**TASK TO COMPLETE**.
Retype word for word the passage below about the Google Cloud and NVIDIA partnership.

**TEXT**.

*****

At the infrastructure level, Google said it will be among the first cloud providers to offer A5X bare-metal instances based on NVIDIA Vera Rubin NVL72 systems when the platform becomes available later in 2026. NVIDIA said the design can scale to 80,000 Rubin GPUs in a single-site cluster and 960,000 across a multisite cluster, positioning Google Cloud for very large training and inference environments rather than conventional enterprise AI pilots.
That matters less as a headline number than as a signal of where the partners think demand is going: away from isolated model hosting and towards tightly coupled infrastructure for agents, simulation, robotics and digital twins. As previously reported by eeNews Europe when NVIDIA deepened its industrial software alliances, the same stack is increasingly being aimed at engineering and manufacturing workflows rather than only data-centre chatbots.
Beyond raw compute, the partners are widening the deployment model. NVIDIA said Google is previewing Gemini on Google Distributed Cloud running on NVIDIA Blackwell and Blackwell Ultra GPUs, aimed at customers that need frontier models closer to sensitive data. Google also said Confidential G4 VMs with NVIDIA RTX PRO 6000 Blackwell Server Edition GPUs are now in global preview, adding hardware-backed protections for regulated or multi-tenant AI workloads.
The software side is just as important. Google used Next to introduce Gemini Enterprise Agent Platform as a consolidated environment for building, governing and scaling agents, while NVIDIA said Nemotron 3 Super models and NeMo-based training tools are being tied into that stack. The result is a more complete route from model development to production deployment for industrial users running robotics simulation, digital twins, vision systems and workflow automation.
For now, the announcement is mostly about platform alignment rather than immediate end-user products. But it shows where both companies are trying to position themselves: Google Cloud as the operating layer for enterprise agents, and NVIDIA as the infrastructure and model toolkit underneath the next wave of physical AI factories.

*****

**SOURCE DATA**.

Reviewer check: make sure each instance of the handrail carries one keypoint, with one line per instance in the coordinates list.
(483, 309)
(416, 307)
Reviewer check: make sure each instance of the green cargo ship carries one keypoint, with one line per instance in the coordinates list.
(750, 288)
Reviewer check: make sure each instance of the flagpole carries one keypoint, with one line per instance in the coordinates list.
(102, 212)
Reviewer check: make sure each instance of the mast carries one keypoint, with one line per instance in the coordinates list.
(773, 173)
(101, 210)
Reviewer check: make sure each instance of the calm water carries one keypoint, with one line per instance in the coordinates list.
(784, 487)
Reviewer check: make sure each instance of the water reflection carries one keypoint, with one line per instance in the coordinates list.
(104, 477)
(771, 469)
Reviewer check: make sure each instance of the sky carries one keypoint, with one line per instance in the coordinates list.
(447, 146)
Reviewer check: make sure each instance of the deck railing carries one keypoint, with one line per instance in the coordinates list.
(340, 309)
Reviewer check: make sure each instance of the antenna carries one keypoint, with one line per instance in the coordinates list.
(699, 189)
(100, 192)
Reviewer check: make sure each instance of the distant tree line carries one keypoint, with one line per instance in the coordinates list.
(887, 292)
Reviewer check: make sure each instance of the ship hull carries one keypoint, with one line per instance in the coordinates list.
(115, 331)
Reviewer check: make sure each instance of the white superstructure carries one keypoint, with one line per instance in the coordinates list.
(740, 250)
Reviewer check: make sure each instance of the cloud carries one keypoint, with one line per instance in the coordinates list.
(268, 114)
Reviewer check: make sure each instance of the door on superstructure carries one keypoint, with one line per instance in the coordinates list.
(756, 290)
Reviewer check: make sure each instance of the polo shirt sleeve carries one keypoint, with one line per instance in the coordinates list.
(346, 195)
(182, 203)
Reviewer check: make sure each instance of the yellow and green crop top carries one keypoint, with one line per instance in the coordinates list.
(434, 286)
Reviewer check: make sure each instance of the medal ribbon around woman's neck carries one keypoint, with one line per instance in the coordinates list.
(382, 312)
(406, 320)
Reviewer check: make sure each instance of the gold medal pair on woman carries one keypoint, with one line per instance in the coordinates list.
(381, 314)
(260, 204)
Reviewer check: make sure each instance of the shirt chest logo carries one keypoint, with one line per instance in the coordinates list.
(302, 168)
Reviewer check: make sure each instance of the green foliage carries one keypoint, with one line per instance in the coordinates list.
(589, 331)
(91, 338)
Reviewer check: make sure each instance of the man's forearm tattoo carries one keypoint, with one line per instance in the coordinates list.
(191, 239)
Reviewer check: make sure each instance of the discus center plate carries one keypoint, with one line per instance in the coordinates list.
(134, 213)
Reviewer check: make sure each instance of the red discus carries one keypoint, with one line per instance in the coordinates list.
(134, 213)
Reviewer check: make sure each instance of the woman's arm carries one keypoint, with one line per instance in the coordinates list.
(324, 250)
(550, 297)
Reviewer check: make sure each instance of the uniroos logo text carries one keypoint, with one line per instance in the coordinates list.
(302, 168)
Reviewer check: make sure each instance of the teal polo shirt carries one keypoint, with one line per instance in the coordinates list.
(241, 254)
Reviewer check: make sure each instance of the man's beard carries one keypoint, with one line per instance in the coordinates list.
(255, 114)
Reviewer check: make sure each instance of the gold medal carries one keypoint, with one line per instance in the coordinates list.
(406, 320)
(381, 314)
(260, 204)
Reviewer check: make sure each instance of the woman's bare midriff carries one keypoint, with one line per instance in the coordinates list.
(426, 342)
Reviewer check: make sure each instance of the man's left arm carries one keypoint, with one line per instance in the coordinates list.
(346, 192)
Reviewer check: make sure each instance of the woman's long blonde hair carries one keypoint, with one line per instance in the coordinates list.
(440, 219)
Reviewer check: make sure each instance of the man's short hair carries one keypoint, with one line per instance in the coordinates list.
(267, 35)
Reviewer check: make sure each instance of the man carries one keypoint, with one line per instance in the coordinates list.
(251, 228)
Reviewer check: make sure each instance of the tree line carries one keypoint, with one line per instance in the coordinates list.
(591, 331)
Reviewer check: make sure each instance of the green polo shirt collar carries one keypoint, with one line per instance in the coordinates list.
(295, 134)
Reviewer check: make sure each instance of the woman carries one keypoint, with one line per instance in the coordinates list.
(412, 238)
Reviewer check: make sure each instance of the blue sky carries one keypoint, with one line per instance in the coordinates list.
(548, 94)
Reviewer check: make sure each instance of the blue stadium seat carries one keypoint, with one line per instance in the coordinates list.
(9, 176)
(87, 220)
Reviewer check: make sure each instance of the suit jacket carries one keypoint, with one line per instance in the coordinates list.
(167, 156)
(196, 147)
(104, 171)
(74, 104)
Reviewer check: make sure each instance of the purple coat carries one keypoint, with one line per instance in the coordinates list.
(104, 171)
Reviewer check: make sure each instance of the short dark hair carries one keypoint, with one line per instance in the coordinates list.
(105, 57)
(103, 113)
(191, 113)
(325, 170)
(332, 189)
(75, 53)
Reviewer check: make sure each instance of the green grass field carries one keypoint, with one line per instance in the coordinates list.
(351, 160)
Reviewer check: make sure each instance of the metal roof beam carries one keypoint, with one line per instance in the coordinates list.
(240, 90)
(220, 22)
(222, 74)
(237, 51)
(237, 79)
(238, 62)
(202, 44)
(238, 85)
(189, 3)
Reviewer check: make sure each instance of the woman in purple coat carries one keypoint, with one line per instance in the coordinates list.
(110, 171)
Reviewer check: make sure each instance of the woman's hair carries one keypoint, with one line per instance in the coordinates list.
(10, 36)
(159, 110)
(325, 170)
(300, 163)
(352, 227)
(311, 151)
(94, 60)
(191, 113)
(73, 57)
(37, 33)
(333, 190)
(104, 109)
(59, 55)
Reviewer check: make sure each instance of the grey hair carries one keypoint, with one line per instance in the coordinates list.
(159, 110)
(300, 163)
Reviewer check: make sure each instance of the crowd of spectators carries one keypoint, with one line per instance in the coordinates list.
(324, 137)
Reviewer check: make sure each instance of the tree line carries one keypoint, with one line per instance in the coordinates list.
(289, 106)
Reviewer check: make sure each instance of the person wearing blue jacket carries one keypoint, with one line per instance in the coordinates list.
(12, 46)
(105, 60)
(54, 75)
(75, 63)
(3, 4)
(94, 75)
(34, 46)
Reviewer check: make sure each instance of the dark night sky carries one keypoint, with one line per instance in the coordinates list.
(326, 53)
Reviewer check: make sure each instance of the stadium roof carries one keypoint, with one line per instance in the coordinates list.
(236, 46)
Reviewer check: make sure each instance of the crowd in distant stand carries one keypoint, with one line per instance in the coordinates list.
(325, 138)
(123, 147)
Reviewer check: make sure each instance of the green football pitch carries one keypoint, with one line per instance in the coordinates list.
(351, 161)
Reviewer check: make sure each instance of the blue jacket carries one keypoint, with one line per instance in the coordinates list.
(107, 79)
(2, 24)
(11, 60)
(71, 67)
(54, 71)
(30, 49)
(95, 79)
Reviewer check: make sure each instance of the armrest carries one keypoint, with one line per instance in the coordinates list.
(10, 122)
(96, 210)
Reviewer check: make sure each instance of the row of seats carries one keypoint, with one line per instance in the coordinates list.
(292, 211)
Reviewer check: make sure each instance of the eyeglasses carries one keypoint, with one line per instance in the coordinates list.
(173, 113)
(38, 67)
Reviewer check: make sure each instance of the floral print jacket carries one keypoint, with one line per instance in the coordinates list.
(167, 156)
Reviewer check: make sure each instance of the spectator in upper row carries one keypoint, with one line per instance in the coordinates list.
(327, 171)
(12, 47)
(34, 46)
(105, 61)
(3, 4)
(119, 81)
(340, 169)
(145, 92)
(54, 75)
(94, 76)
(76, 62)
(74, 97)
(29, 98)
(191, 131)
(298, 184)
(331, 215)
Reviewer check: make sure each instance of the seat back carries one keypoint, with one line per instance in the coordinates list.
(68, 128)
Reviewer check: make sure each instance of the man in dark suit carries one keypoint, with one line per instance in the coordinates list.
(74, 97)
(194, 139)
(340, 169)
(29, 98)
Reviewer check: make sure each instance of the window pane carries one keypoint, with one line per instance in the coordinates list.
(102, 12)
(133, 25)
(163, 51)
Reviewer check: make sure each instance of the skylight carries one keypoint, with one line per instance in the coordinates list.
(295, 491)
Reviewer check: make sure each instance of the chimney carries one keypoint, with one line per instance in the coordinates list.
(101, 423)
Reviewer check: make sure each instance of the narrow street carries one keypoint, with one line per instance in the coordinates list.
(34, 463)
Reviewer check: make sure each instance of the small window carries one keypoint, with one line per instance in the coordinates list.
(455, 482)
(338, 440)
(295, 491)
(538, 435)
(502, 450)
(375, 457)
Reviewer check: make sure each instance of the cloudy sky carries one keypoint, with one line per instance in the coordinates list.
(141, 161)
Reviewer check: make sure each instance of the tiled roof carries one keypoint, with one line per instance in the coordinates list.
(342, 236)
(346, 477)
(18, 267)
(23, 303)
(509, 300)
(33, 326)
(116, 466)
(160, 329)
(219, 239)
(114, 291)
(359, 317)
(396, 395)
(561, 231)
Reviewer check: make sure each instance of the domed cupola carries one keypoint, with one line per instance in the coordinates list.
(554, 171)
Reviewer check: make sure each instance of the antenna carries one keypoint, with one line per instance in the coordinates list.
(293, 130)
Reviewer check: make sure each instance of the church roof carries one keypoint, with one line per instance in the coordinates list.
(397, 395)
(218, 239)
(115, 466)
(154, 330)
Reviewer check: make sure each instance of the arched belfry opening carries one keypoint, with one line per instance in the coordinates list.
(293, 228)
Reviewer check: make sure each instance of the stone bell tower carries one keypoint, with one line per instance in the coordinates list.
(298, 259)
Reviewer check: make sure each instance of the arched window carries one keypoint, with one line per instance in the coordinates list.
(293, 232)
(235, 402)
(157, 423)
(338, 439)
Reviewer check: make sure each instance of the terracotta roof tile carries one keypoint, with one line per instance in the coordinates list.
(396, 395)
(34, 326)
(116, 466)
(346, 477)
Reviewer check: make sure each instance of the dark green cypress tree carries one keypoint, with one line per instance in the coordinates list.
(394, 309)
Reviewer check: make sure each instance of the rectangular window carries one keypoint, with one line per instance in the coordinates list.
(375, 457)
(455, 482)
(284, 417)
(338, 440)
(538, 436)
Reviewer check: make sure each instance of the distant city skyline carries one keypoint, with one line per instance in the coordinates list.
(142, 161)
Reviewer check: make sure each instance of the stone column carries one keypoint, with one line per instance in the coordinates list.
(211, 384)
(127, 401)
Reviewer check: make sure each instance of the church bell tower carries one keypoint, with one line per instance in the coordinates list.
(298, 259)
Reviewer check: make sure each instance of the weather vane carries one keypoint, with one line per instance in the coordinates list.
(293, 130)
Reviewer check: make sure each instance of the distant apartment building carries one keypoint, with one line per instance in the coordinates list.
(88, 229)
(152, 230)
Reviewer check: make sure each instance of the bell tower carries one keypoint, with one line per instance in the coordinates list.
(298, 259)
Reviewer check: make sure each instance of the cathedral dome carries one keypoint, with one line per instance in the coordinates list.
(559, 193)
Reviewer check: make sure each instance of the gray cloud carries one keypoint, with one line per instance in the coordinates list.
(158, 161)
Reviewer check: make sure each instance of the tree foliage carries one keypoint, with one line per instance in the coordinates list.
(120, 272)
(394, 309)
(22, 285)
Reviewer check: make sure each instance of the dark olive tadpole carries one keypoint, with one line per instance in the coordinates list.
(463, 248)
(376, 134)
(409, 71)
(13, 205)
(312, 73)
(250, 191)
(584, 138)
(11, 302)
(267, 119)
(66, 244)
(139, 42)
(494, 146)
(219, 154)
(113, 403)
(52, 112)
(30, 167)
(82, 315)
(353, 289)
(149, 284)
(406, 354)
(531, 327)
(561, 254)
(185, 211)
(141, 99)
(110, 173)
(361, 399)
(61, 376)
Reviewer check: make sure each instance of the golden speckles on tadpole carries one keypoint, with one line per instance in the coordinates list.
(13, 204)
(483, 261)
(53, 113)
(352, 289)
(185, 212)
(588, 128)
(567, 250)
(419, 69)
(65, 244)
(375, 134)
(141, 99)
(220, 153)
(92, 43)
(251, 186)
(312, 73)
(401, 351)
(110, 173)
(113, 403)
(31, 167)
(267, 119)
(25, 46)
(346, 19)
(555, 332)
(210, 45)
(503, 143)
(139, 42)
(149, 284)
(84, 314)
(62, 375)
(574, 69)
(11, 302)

*****

**THE ANSWER**.
At the infrastructure level, Google said it will be among the first cloud providers to offer A5X bare-metal instances based on NVIDIA Vera Rubin NVL72 systems when the platform becomes available later in 2026. NVIDIA said the design can scale to 80,000 Rubin GPUs in a single-site cluster and 960,000 across a multisite cluster, positioning Google Cloud for very large training and inference environments rather than conventional enterprise AI pilots.
That matters less as a headline number than as a signal of where the partners think demand is going: away from isolated model hosting and towards tightly coupled infrastructure for agents, simulation, robotics and digital twins. As previously reported by eeNews Europe when NVIDIA deepened its industrial software alliances, the same stack is increasingly being aimed at engineering and manufacturing workflows rather than only data-centre chatbots.
Beyond raw compute, the partners are widening the deployment model. NVIDIA said Google is previewing Gemini on Google Distributed Cloud running on NVIDIA Blackwell and Blackwell Ultra GPUs, aimed at customers that need frontier models closer to sensitive data. Google also said Confidential G4 VMs with NVIDIA RTX PRO 6000 Blackwell Server Edition GPUs are now in global preview, adding hardware-backed protections for regulated or multi-tenant AI workloads.
The software side is just as important. Google used Next to introduce Gemini Enterprise Agent Platform as a consolidated environment for building, governing and scaling agents, while NVIDIA said Nemotron 3 Super models and NeMo-based training tools are being tied into that stack. The result is a more complete route from model development to production deployment for industrial users running robotics simulation, digital twins, vision systems and workflow automation.
For now, the announcement is mostly about platform alignment rather than immediate end-user products. But it shows where both companies are trying to position themselves: Google Cloud as the operating layer for enterprise agents, and NVIDIA as the infrastructure and model toolkit underneath the next wave of physical AI factories.